* Start Quoted passage *
Introducing: Momofuku Toronto, a guide to all four of David Chang’s new restaurant concepts

(Images: Renée Suen)

A full 18 months after it was first announced—18 months of salivating over the thought of pork buns and ramen and worrying about sounding over-eager for pork buns and ramen—the Toronto outpost of David Chang’s Momofuku group is now open. Or, rather, the Toronto outposts. The three-storey Momofuku complex, which is adjacent to (but not part of) the new Shangri-La Hotel, actually houses four different “concepts”: Noodle Bar, home of the pork buns and ramen; Nikai, a second-storey bar and lounge; Daishō, which serves “large-format” meals; and Shōtō, whose 22 seats are reserved for tasting menus.
* End Quoted passage *
* Start Data *
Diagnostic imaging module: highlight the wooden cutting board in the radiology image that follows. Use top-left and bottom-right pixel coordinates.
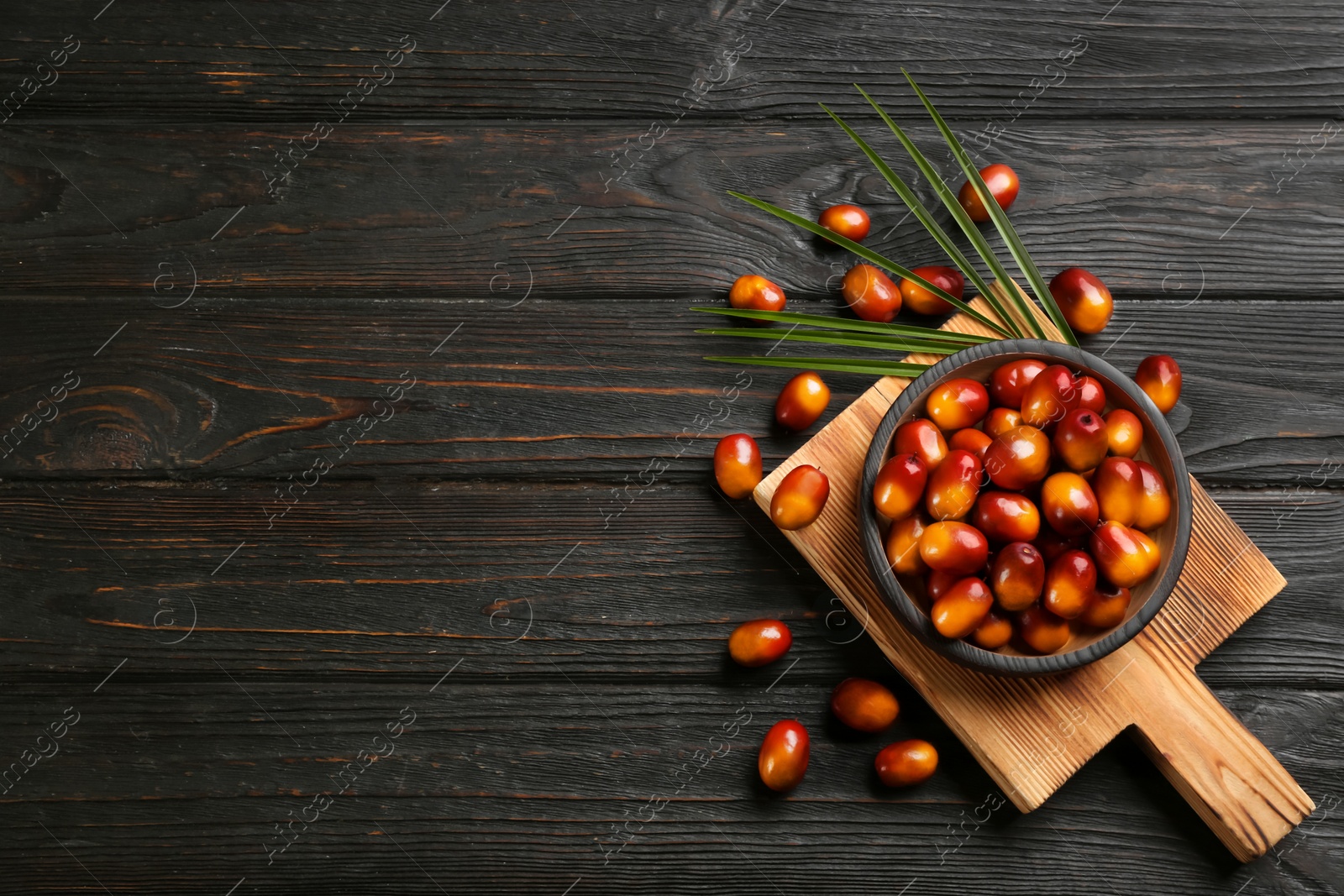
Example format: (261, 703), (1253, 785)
(754, 292), (1315, 861)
* End Data *
§ **To do**: Rewrite everything in the Momofuku Toronto piece from "Introducing: Momofuku Toronto, a" down to "for tasting menus.", swapping "complex" for "building".

§ **Response**:
Introducing: Momofuku Toronto, a guide to all four of David Chang’s new restaurant concepts

(Images: Renée Suen)

A full 18 months after it was first announced—18 months of salivating over the thought of pork buns and ramen and worrying about sounding over-eager for pork buns and ramen—the Toronto outpost of David Chang’s Momofuku group is now open. Or, rather, the Toronto outposts. The three-storey Momofuku building, which is adjacent to (but not part of) the new Shangri-La Hotel, actually houses four different “concepts”: Noodle Bar, home of the pork buns and ramen; Nikai, a second-storey bar and lounge; Daishō, which serves “large-format” meals; and Shōtō, whose 22 seats are reserved for tasting menus.